Copy the material below word for word, keeping every line in its original order.

##########

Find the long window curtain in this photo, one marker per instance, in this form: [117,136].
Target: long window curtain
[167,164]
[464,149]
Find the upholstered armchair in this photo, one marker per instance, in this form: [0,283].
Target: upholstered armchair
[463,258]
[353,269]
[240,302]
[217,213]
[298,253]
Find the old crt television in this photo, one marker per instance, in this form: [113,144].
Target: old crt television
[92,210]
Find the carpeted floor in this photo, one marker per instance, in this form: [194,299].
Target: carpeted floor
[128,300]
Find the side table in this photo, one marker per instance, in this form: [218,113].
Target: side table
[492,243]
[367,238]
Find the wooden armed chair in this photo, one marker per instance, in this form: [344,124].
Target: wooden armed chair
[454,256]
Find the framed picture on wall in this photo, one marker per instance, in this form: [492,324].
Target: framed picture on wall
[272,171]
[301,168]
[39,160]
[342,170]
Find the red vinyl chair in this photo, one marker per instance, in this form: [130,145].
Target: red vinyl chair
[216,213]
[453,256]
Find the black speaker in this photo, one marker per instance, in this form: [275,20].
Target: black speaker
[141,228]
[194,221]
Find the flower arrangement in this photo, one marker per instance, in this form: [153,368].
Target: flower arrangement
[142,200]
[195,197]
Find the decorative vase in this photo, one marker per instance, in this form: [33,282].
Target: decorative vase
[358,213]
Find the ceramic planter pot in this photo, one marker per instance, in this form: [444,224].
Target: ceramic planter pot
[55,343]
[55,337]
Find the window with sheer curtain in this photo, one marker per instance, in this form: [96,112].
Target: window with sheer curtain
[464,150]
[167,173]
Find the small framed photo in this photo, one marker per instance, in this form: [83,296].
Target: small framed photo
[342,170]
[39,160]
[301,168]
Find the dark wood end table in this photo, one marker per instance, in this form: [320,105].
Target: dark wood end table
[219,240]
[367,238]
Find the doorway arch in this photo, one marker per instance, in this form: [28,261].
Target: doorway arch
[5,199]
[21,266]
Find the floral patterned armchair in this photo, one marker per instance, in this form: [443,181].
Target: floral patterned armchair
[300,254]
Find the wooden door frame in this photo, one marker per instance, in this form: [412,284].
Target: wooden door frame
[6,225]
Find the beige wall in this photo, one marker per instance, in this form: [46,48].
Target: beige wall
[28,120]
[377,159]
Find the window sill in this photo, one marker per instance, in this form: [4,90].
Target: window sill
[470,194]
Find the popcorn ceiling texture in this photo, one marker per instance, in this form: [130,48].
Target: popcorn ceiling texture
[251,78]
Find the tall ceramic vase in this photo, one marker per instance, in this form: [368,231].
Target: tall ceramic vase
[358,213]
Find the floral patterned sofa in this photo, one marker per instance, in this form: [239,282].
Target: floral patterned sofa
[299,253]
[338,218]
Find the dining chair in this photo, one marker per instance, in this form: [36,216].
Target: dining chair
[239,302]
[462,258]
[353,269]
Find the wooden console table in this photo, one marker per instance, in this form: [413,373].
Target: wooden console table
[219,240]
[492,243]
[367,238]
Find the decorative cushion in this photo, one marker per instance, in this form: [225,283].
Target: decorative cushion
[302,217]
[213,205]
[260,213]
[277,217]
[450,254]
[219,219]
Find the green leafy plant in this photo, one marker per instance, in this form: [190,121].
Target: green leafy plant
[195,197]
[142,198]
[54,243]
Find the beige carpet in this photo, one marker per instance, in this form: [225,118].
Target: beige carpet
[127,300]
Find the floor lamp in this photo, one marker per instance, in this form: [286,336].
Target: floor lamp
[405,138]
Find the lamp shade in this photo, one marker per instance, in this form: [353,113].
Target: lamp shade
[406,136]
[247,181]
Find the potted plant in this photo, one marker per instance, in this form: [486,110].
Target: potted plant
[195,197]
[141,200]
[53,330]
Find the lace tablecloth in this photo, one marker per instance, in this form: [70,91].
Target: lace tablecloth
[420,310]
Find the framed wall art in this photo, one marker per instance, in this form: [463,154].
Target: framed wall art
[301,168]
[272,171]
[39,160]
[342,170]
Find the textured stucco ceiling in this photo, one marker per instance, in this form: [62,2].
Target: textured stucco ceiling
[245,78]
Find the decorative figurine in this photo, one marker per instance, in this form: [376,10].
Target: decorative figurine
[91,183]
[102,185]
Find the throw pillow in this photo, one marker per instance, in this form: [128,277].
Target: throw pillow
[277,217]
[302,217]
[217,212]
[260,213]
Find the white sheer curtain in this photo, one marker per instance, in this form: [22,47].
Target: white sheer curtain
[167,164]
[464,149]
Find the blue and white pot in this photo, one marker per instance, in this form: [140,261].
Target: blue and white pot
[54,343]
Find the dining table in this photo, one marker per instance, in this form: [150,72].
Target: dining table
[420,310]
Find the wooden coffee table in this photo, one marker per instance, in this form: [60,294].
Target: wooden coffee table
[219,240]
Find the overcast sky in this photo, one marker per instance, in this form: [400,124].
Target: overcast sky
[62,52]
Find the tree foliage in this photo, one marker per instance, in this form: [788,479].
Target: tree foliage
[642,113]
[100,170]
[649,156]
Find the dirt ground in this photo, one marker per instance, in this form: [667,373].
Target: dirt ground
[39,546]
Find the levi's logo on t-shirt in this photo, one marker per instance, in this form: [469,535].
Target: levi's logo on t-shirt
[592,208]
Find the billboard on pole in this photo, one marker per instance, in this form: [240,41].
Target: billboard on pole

##########

→ TASK OUTPUT:
Find the long window curtain in this photo, one marker per instance, in this form: [117,136].
Target: long window curtain
[167,164]
[464,149]
Find the upholstered armchair in this photo, one marker per instance, in this form: [0,283].
Target: upholstered armchair
[463,258]
[353,269]
[240,302]
[217,213]
[298,253]
Find the old crt television in this photo, one marker per instance, in this form: [113,144].
Target: old crt television
[92,210]
Find the carpeted floor in this photo, one marker per instance, in this form: [194,299].
Target: carpeted floor
[128,300]
Find the side table in this photo, one marker per instance, in this form: [218,113].
Target: side table
[492,243]
[367,238]
Find the wooden armed chair in this photo, one marker per instance, in this form: [344,124].
Target: wooden armed chair
[454,256]
Find the framed picture on wall in this photo, one marker per instance, in this form: [492,324].
Target: framed picture on wall
[272,171]
[301,168]
[39,160]
[342,170]
Find the red vinyl chair in this photo, one marker per instance, in this form: [130,145].
Target: red vinyl chair
[216,213]
[453,256]
Find the black speaker in this photo, one marker per instance, in this form: [275,20].
Target: black speaker
[141,228]
[194,221]
Find the flower arrangement in this photo, one marker per instance, in this form: [153,368].
Target: flower arrangement
[142,200]
[195,197]
Find the decorative vase in this photo, one marker per instance, in this form: [33,282].
Target: decorative vase
[358,213]
Find the ceramic planter pot in this photo, one marker per instance, in this form: [444,224].
Target: ceramic planter pot
[55,343]
[55,337]
Find the window with sheer curtain in this photo, one marker per instance, in this form: [96,112].
Target: window with sheer curtain
[464,150]
[167,173]
Find the small framed photo in this photo, one marker per instance, in this form: [83,296].
Target: small framed photo
[342,170]
[39,160]
[301,168]
Find the dark wood end table in this photo, one marker per instance, in this form: [320,105].
Target: dark wood end table
[219,240]
[367,238]
Find the doorway arch in this photo, one marker per instance, in this form: [28,261].
Target: doorway arch
[5,199]
[21,266]
Find the floral patterned armchair in this photo, one marker per instance, in this form: [443,181].
Target: floral patterned armchair
[300,254]
Find the wooden door frame in this photo, one marker per instance, in this form: [412,284].
Target: wooden door frame
[6,225]
Find the beige wall in this photo, one marker per instance, in this form: [46,48].
Target: beige wall
[28,120]
[377,159]
Find the window sill in this photo, one marker per instance, in this form: [4,90].
Target: window sill
[470,194]
Find the popcorn ceiling texture in this photo, one marker per instance, in this form: [130,48].
Target: popcorn ceiling texture
[251,78]
Find the tall ceramic vase in this photo, one marker per instance, in this form: [368,231].
Target: tall ceramic vase
[358,213]
Find the floral patterned sofa in this photo, one marker per instance, in this form: [239,282].
Target: floral patterned sofa
[299,253]
[338,218]
Find the dining chair in this photo, one marker per instance, in this form: [36,216].
Target: dining chair
[239,302]
[462,258]
[353,269]
Find the wooden console table in this photo, one marker per instance, in this form: [413,373].
Target: wooden console table
[219,240]
[492,243]
[367,238]
Find the decorative cushion in this photo, one marker per instance, in this form: [225,283].
Target: decorative cushion
[302,217]
[213,205]
[260,213]
[277,217]
[450,254]
[219,219]
Find the green leafy plant in this photo, one marker per instance, in this form: [190,121].
Target: green leafy plant
[195,197]
[142,198]
[54,243]
Find the beige carpet in this photo, one marker per instance, in this form: [225,118].
Target: beige carpet
[127,300]
Find the floor lamp in this photo, one marker per instance, in this form: [286,336].
Target: floor lamp
[405,138]
Find the lamp shade in this photo, one marker per instance, in this form: [353,113].
Target: lamp shade
[406,136]
[247,181]
Find the potted plant in this photo, one marker per instance, in this form: [486,110].
Target: potted plant
[195,197]
[141,200]
[53,330]
Find the lace tablecloth in this photo, one marker per instance, in this form: [70,91].
Target: lace tablecloth
[420,310]
Find the framed wall art in this photo, one marker per instance, in this form: [463,154].
Target: framed wall art
[301,168]
[272,171]
[39,160]
[342,170]
Find the textured stucco ceiling in this photo, one marker per instance, in this form: [62,2].
Target: textured stucco ceiling
[245,78]
Find the decorative figurine in this photo, one marker per instance, in this form: [376,10].
Target: decorative figurine
[91,183]
[102,185]
Find the throw pillow in this photo, one marker per instance, in this form: [128,277].
Target: throw pillow
[277,217]
[302,217]
[217,212]
[260,213]
Find the white sheer curtain in this photo, one marker per instance, in this form: [22,47].
Target: white sheer curtain
[167,164]
[464,149]
Find the blue and white pot in this photo, one marker per instance, in this form: [140,261].
Target: blue and white pot
[54,343]
Find the dining table in this photo, one marker per instance, in this form: [150,72].
Target: dining table
[420,310]
Find the wooden coffee table in this photo, one marker per instance, in this form: [60,294].
Target: wooden coffee table
[219,240]
Find the overcast sky in this photo, one marker per instance, in this form: [400,124].
Target: overcast sky
[62,52]
Find the tree foliage in this photo, one marker per instance, in this form: [788,479].
Target: tree foliage
[642,113]
[100,170]
[649,156]
Find the dirt ground in this photo, one marker per instance, in this form: [667,373].
Target: dirt ground
[39,546]
Find the levi's logo on t-shirt in this photo, one marker per instance, in this form: [469,535].
Target: levi's logo on t-shirt
[592,208]
Find the billboard on pole in this photo, one marker per instance, in this form: [240,41].
Target: billboard on pole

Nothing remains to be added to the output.